Задание A. Переименуй "outline" в "polygon" во фрагменте листинга от строки, содержащей "Target: girl's arm", до конца листинга включительно. Остальное оставь без изменений и выведи только этот фрагмент, без изображений.

==== Текст

Протоколы проверочных комиссий напоминают судебные процессы – свидетельские показания, улики, результаты обысков, только роль адвокатов выполняли сами обвиняемые. Протоколы иллюстрируют и основные способы социальной самозащиты того времени. Люди скрывали свое происхождение, утверждали, что якобы не знали о судьбе арестованных супругов или других родственников, отказывались от них, подавая на развод или переезжая на другое место жительства. Одним из способов социальной и политической реабилитации был выход замуж за ответственного работника[1185].

Торгсин не дожил до Большого террора, его закрыли накануне. Однако репрессии не обошли людей, которые когда-то работали в нем или покупали товары в его магазинах. Имена одних, например Сташевского и Левенсона, нам известны, но множество других навсегда затерялось в истории.

Глава 8Анатомия экономического преступления: дело Муста

Потомственный рабочий. Снабженец Первой конной. Мечта пожить за границей. Вор. Письмо Сталину. Блудный сын


Эта глава – о Григории Ивановиче Мусте (1889–1938?)[1186]. В течение длительного времени (август 1933 – январь 1935) он был заместителем председателя Правления Торгсина. Кроме того, кратковременно, между руководством Сташевского и Левенсона (август – ноябрь 1934), Муст исполнял обязанности председателя Торгсина. Судьба Муста привлекает внимание тем, что заставляет задуматься о природе экономических преступлений при Сталине – одной из центральных проблем современной историографии сталинизма.

========
==== Записи набора данных

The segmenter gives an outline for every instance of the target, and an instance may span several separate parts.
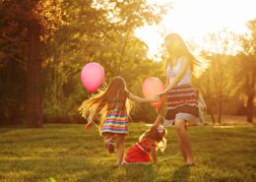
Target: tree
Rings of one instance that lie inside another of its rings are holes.
[[[248,22],[250,34],[240,37],[242,50],[238,56],[240,64],[238,67],[239,86],[246,97],[247,121],[253,121],[253,106],[256,92],[256,20]]]
[[[61,24],[60,0],[9,0],[1,2],[4,30],[1,37],[14,50],[22,50],[19,60],[27,73],[26,124],[42,125],[41,63],[43,46]],[[12,41],[13,40],[13,41]],[[11,45],[12,46],[12,45]],[[8,55],[9,53],[6,52]],[[9,54],[10,55],[10,54]]]

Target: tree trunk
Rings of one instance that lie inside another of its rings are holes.
[[[247,121],[252,123],[253,116],[253,96],[249,95],[247,99]]]
[[[36,128],[42,126],[40,26],[30,22],[28,32],[26,125]]]

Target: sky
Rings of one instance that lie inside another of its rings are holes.
[[[148,56],[160,51],[163,37],[179,33],[202,47],[208,46],[204,37],[224,29],[235,33],[248,32],[246,22],[256,19],[256,0],[147,0],[150,4],[171,4],[160,25],[137,29],[136,35],[149,46]]]

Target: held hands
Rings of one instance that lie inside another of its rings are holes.
[[[167,93],[167,91],[160,91],[158,95],[159,96],[162,96],[163,94],[166,94]]]
[[[159,101],[160,99],[160,96],[159,94],[155,95],[153,97],[154,101]]]

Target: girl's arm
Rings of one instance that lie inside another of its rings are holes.
[[[189,59],[186,57],[183,57],[180,61],[181,61],[181,68],[180,68],[179,72],[177,73],[176,77],[171,82],[168,83],[165,90],[160,93],[160,95],[166,94],[169,91],[169,90],[171,90],[172,88],[177,86],[177,84],[184,77],[190,63],[189,63]]]
[[[158,164],[158,156],[157,156],[156,147],[153,147],[153,148],[151,149],[151,155],[152,155],[154,164]]]
[[[98,112],[102,109],[102,107],[103,107],[102,105],[99,105],[96,111],[94,111],[93,113],[90,113],[90,115],[88,117],[88,123],[86,125],[86,129],[89,130],[91,128],[92,124],[96,120]]]
[[[155,96],[153,98],[141,98],[139,96],[134,95],[133,93],[129,92],[128,98],[130,98],[133,101],[138,101],[138,102],[155,102],[160,100],[160,96]]]

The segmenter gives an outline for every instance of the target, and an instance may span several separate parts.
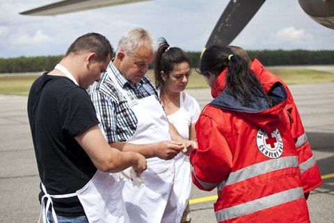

========

Задание B. Напиши продолжение текста о Торгсине и деле Муста, начиная сразу после его последнего предложения.

Ответ A.
Target: girl's arm
Rings of one instance that lie inside another of its rings are holes.
[[[189,59],[186,57],[183,57],[180,61],[181,61],[181,68],[180,68],[179,72],[177,73],[176,77],[171,82],[168,83],[165,90],[160,93],[160,95],[166,94],[169,91],[169,90],[171,90],[172,88],[177,86],[177,84],[184,77],[190,63],[189,63]]]
[[[158,164],[158,156],[157,156],[156,147],[153,147],[153,148],[151,149],[151,155],[152,155],[154,164]]]
[[[98,112],[102,109],[102,107],[103,107],[102,105],[99,105],[96,111],[94,111],[93,113],[90,113],[90,115],[88,117],[88,123],[86,125],[86,129],[89,130],[91,128],[92,124],[96,120]]]
[[[155,96],[153,98],[141,98],[139,96],[134,95],[133,93],[129,92],[128,98],[130,98],[133,101],[138,101],[138,102],[155,102],[160,100],[160,96]]]

The segmenter gives an polygon for every instance of the target, and an instance may span several separate parts.

Ответ B.
Г. И. Муст родился на Украине, в Елизаветграде в русской семье. Отец был слесарем, мать занималась домашним хозяйством. Окончил городское трехклассное училище и низшее техническое училище. В 15 лет пошел работать слесарем в мастерские депо, а затем помощником машиниста на Екатеринославскую железную дорогу. Если верить автобиографии, Григорий Муст, несмотря на юный возраст, принимал участие в Горловском вооруженном восстании в годы Первой русской революции, несколько раз был арестован, находился под надзором полиции. С 1910-го до марта 1914 года служил в царской армии в артиллерии Карской крепости (нестроевой). После ухода в запас (за несколько месяцев до начала Первой мировой войны!) работал в депо Привислинской железной дороги, потом на Русско-Балтийском вагонном заводе в Риге. Дослужился до мастера. После эвакуации завода в 1915 году Муст сначала работал на ж/д станции Люблино в Москве, а потом мастером на вагонном заводе в Твери. В 1916–1917 годах – мастер на автомобильном заводе в Филях, а затем – на «снарядном заводе» в Москве.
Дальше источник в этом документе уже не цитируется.